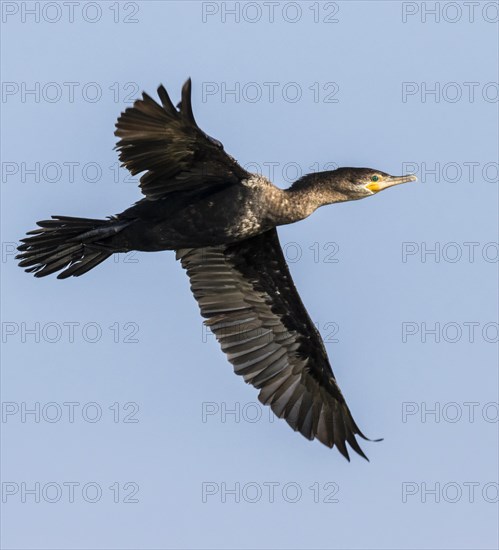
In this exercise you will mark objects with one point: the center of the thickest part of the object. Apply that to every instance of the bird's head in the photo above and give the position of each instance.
(357, 183)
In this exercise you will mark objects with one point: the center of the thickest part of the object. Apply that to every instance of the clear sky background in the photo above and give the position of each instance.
(408, 331)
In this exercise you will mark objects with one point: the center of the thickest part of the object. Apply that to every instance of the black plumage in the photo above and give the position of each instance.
(221, 221)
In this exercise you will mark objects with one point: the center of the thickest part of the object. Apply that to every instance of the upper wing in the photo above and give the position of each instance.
(246, 293)
(169, 145)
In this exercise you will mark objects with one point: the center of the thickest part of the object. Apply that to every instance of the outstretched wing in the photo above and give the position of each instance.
(169, 146)
(246, 293)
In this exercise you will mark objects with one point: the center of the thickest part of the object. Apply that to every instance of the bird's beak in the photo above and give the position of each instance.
(389, 181)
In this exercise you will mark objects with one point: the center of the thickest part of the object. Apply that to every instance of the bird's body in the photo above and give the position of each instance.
(221, 221)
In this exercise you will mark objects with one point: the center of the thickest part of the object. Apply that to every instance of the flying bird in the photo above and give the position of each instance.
(221, 220)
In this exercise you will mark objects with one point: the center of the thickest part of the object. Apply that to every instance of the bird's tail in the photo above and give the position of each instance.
(75, 245)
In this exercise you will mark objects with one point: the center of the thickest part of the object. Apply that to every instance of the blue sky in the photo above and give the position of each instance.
(132, 442)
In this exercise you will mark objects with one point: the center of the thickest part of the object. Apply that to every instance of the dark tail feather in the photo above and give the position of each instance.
(70, 244)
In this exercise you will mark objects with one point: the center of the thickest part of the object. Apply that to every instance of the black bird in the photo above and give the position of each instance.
(221, 221)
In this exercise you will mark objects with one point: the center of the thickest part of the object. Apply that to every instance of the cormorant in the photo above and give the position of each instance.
(221, 221)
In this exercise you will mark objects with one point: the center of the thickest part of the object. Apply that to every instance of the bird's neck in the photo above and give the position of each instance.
(306, 195)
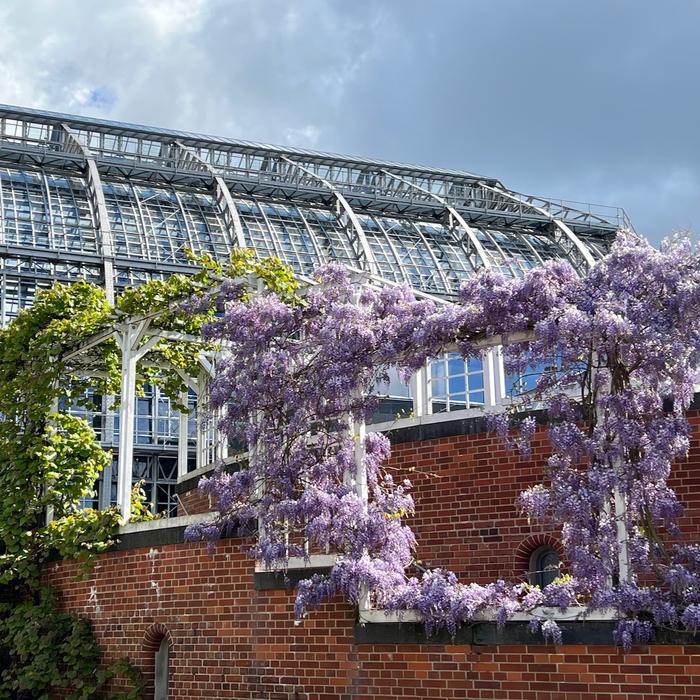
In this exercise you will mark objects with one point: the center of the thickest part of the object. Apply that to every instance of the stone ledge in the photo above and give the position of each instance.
(593, 632)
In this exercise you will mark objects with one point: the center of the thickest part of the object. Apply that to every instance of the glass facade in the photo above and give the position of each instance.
(81, 198)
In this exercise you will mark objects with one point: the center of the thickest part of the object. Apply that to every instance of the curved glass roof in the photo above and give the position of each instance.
(88, 190)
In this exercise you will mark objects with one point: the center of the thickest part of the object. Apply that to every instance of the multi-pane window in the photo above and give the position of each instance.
(455, 383)
(161, 224)
(395, 399)
(156, 420)
(158, 472)
(45, 211)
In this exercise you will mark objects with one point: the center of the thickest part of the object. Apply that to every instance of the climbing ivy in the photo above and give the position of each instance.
(50, 459)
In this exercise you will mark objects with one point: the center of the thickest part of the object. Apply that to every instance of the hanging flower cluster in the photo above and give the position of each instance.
(615, 354)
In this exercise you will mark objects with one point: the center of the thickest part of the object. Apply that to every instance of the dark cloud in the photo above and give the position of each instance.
(595, 101)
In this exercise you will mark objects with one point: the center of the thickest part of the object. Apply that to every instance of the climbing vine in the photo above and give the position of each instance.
(620, 348)
(51, 459)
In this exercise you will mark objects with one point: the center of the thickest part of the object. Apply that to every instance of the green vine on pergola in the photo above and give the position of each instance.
(50, 355)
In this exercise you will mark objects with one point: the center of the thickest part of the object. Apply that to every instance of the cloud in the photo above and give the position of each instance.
(581, 101)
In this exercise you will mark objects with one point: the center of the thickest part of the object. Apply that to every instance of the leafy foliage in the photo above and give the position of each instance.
(48, 651)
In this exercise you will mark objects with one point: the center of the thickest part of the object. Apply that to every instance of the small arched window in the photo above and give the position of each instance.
(544, 566)
(162, 671)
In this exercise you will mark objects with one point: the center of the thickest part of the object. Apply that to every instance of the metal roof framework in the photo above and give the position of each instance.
(470, 214)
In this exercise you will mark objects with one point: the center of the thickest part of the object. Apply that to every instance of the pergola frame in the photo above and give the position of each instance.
(137, 335)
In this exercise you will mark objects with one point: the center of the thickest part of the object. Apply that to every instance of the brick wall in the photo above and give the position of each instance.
(466, 488)
(230, 640)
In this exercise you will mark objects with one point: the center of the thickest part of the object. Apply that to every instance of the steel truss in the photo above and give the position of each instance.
(102, 151)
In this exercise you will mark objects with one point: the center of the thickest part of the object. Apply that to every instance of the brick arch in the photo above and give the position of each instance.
(150, 644)
(154, 636)
(521, 563)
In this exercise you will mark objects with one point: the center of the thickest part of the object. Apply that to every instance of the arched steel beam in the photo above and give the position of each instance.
(96, 196)
(438, 267)
(563, 236)
(356, 233)
(222, 194)
(471, 239)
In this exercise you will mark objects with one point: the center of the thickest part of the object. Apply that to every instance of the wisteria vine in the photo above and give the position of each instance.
(616, 351)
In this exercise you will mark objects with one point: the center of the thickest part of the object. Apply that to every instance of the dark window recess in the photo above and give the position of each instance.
(544, 566)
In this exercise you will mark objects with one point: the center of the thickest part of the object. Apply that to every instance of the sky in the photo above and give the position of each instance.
(594, 101)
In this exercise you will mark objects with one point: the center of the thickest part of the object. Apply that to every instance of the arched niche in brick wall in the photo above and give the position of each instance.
(157, 647)
(535, 545)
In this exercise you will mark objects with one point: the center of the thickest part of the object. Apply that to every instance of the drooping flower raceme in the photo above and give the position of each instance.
(615, 354)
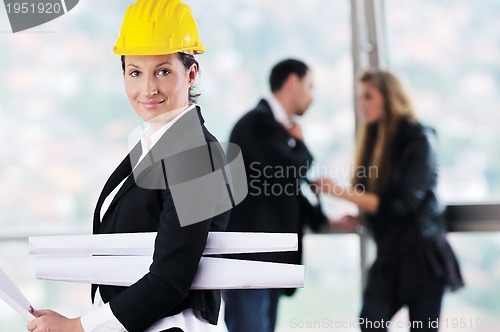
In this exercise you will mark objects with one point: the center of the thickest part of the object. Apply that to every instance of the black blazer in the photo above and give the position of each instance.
(165, 290)
(275, 164)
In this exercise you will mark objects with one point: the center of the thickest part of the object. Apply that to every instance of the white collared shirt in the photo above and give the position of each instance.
(101, 319)
(279, 112)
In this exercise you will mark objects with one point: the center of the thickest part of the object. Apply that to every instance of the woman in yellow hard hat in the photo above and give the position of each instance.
(157, 42)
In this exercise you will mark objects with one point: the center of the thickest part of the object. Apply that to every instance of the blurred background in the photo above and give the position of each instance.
(65, 120)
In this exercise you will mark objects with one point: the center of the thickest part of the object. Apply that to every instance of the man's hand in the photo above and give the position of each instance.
(48, 320)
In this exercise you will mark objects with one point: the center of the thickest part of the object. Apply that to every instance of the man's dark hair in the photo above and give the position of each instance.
(187, 60)
(283, 69)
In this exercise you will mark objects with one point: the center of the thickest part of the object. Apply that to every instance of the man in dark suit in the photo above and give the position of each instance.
(276, 162)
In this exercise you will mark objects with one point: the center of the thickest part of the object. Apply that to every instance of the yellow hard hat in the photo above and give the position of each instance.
(155, 27)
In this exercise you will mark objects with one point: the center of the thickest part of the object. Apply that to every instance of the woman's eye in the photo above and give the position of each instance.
(134, 73)
(163, 72)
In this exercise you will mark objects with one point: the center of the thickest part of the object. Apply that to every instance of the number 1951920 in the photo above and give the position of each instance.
(32, 8)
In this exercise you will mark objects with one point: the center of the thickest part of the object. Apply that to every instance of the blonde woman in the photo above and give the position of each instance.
(395, 189)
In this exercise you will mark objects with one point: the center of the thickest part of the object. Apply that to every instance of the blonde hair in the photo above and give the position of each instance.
(375, 140)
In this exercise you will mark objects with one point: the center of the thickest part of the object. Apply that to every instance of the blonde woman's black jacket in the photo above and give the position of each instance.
(409, 227)
(165, 290)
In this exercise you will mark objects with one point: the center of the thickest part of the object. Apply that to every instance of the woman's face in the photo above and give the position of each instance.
(157, 84)
(371, 103)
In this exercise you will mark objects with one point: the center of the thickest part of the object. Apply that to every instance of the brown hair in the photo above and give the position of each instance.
(375, 139)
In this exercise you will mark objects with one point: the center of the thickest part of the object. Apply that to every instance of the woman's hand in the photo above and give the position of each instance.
(48, 320)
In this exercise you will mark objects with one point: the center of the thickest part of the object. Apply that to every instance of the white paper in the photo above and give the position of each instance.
(142, 244)
(13, 296)
(213, 273)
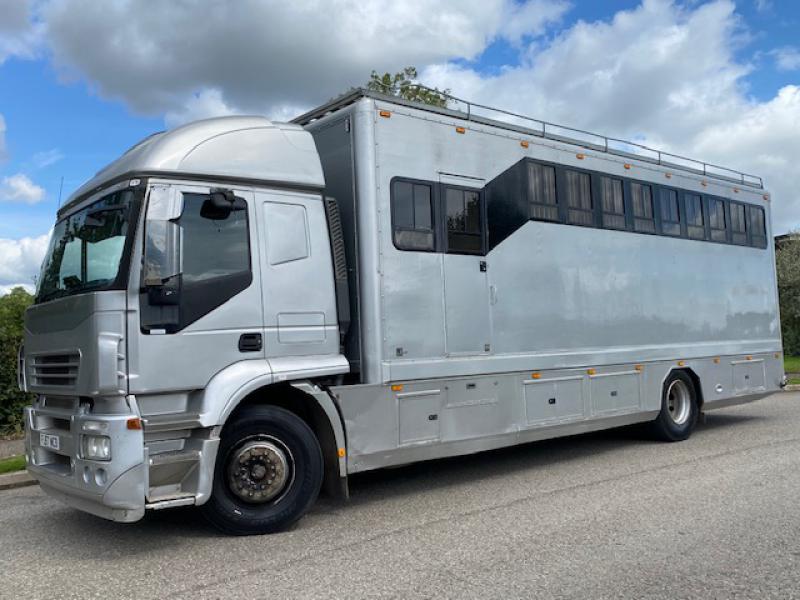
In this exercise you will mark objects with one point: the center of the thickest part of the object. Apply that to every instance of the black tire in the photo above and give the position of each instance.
(295, 442)
(678, 416)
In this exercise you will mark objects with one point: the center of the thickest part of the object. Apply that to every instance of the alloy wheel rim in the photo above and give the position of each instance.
(679, 402)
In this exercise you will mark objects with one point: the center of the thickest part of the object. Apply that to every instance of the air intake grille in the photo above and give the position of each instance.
(56, 370)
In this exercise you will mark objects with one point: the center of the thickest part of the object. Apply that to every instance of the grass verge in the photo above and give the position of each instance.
(791, 364)
(11, 464)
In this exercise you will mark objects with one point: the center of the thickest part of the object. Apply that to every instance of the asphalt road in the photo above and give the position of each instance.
(608, 515)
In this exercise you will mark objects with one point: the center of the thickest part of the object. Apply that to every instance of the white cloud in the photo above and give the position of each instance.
(763, 5)
(663, 74)
(21, 259)
(19, 188)
(532, 18)
(45, 159)
(787, 58)
(20, 34)
(254, 55)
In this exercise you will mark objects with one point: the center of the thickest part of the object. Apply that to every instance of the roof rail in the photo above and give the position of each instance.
(498, 117)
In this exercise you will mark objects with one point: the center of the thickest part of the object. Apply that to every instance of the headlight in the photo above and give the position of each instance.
(96, 447)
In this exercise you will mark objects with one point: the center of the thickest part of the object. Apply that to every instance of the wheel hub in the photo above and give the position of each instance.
(258, 471)
(679, 402)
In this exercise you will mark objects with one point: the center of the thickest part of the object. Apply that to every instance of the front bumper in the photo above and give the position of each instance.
(113, 489)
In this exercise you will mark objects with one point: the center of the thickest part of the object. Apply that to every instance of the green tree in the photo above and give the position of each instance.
(403, 85)
(12, 314)
(787, 262)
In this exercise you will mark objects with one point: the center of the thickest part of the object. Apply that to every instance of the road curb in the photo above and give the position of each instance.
(9, 481)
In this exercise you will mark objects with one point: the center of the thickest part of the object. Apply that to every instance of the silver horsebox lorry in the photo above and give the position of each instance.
(236, 313)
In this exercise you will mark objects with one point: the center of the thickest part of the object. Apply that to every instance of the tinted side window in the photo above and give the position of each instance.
(758, 231)
(542, 192)
(580, 209)
(643, 215)
(670, 214)
(613, 204)
(215, 255)
(738, 225)
(695, 225)
(717, 220)
(464, 220)
(412, 216)
(212, 248)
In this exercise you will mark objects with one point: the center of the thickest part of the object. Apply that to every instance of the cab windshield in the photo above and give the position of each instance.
(86, 248)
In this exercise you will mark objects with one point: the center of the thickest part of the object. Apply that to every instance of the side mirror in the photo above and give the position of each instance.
(162, 248)
(219, 205)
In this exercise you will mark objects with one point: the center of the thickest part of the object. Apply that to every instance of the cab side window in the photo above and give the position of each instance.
(216, 256)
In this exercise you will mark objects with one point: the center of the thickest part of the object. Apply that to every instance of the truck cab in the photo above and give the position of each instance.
(184, 280)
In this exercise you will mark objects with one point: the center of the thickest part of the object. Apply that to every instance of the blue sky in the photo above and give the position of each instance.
(77, 88)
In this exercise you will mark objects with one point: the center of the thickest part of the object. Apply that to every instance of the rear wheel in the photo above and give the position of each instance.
(268, 472)
(679, 409)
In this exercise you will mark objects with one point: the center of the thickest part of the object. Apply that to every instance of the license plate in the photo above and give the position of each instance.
(49, 441)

▶ **GIVEN REQUEST**
Return, unchanged, each line from the line containing "the cab side" through the last line of the material.

▶ **REPLY TO THE TASK**
In this exercise you will mark objects with one point: the center of the thickest part of the object. Apply that to every instance of the cab side window in the photo above and give the position of each instance.
(216, 256)
In this exercise you will mark objects with one point: the center of the thickest part of the object. Apply that to every instance of the truck cab in the photo above and give the position of each instance.
(184, 280)
In this exercise you will mark objects with one point: the center of the thickest part of the object. Apply that to every instance of the blue sky in the photo above and give the position of each instance.
(77, 88)
In this exercise you will mark objects with one point: the center of the thickest part of the object. Apply that to every instance of the rear wheel in the photo above and give the position of each instance.
(268, 472)
(679, 409)
In this exercise you will mark objects with one point: the center of the thickest part of the object. Apply that to every instance of the license plate in the photo above and give the position of each instance.
(49, 441)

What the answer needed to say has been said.